=== Texto extraído ===

Já depois do exercício, a redução dos estoques de glicogênio muscular e hepático e a desidratação podem prejudicar a performance em situações em que o período de recuperação não for seguido por estratégias nutricionais corretas, como a reposição eletrolítica e hídrica devido a perda de fluidos de, aproximadamente, 2 a 5% do peso corporal e a ingestão de carboidrato, principalmente entre os treinos de sessões seguidas, otimizando o período de recuperação. Entretanto, os atletas geralmente optam por beberem após os treinos e competições ao invés de seguirem as orientações propostas, consumindo quantidades de carboidrato insuficientes.

Além disso, os efeitos diuréticos de doses de, no mínimo, 4% de álcool dependem do status de hidratação do atleta, estando reduzido em pacientes com hipohidratação. Contudo, somente doses altas relaciona-se ao aumento da diurese e consequente diminuição da normalização da taxa volumétrica do sangue, retardando a recuperação do estado desidratado do atleta.

=== Dados do exercício ===

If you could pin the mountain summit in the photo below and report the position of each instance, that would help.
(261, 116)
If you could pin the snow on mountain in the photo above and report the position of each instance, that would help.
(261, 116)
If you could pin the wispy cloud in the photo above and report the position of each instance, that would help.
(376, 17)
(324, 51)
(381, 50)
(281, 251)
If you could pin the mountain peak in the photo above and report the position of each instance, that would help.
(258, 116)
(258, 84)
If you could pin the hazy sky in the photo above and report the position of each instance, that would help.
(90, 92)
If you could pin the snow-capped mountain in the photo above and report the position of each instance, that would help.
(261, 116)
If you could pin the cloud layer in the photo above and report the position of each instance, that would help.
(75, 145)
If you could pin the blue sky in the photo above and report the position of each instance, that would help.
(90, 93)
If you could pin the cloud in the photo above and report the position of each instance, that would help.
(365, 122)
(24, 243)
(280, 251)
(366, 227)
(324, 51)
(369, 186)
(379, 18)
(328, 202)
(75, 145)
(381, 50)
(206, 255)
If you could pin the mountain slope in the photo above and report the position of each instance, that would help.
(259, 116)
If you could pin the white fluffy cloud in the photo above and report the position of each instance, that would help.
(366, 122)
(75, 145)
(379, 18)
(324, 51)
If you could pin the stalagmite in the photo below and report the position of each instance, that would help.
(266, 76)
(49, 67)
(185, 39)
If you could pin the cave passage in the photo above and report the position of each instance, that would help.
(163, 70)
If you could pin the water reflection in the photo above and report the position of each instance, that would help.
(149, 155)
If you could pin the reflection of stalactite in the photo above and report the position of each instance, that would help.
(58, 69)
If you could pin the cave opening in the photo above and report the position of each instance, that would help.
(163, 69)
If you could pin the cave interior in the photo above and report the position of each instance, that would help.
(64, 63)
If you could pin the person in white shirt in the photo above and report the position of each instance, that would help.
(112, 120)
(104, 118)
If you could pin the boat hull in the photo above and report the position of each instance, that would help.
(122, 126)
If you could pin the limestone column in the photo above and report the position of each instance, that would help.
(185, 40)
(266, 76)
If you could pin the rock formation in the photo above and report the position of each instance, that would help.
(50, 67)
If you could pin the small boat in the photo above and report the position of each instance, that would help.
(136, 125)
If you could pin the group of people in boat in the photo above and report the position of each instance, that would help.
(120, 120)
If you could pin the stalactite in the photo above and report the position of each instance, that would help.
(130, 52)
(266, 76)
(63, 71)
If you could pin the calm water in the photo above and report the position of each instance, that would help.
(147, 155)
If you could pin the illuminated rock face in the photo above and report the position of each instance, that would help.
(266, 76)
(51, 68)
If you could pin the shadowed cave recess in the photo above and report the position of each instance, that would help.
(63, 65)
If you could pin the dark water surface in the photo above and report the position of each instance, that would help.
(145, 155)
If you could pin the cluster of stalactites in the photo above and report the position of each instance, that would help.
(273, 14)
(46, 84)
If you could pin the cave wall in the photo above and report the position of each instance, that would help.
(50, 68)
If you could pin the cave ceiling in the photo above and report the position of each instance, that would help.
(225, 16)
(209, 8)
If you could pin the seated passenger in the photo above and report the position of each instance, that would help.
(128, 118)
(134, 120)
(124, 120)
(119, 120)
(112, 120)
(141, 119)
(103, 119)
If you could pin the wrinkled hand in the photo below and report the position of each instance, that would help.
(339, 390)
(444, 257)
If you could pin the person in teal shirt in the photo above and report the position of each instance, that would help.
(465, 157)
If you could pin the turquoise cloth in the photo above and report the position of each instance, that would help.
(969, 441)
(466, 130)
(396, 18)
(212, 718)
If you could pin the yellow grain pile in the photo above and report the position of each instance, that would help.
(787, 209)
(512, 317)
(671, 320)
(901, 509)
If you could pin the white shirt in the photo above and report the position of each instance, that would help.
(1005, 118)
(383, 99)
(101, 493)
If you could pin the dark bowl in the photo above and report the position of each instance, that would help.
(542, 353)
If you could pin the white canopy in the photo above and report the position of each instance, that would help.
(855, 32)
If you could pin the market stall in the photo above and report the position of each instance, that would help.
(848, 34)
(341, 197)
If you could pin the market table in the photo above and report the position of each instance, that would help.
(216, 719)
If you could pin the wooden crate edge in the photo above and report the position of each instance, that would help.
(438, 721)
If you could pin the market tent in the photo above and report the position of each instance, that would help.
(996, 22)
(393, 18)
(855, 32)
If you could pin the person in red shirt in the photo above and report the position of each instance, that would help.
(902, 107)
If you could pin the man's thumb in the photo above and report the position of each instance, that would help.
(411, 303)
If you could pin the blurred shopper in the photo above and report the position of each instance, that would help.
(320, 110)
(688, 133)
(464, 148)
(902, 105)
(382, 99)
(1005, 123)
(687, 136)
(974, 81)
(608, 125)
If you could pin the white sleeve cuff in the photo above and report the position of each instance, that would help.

===

* **Problemas e tarefas**
a – Reproduza o trecho do texto sobre a recuperação de atletas que vai de "Já depois do" a "de carboidrato insuficientes.".
b – Segundo o texto sobre a recuperação de atletas, qual é a perda aproximada de fluidos após o exercício, em relação ao peso corporal?
c – Traduza para o inglês a seguinte frase do texto sobre a recuperação de atletas: "Entretanto, os atletas geralmente optam por beberem após os treinos e competições ao invés de seguirem as orientações propostas, consumindo quantidades de carboidrato insuficientes."

* **Lista de soluções**
a –
Já depois do exercício, a redução dos estoques de glicogênio muscular e hepático e a desidratação podem prejudicar a performance em situações em que o período de recuperação não for seguido por estratégias nutricionais corretas, como a reposição eletrolítica e hídrica devido a perda de fluidos de, aproximadamente, 2 a 5% do peso corporal e a ingestão de carboidrato, principalmente entre os treinos de sessões seguidas, otimizando o período de recuperação. Entretanto, os atletas geralmente optam por beberem após os treinos e competições ao invés de seguirem as orientações propostas, consumindo quantidades de carboidrato insuficientes.

b – Aproximadamente 2 a 5% do peso corporal.

c – However, athletes generally choose to drink after training sessions and competitions instead of following the proposed guidelines, consuming insufficient amounts of carbohydrate.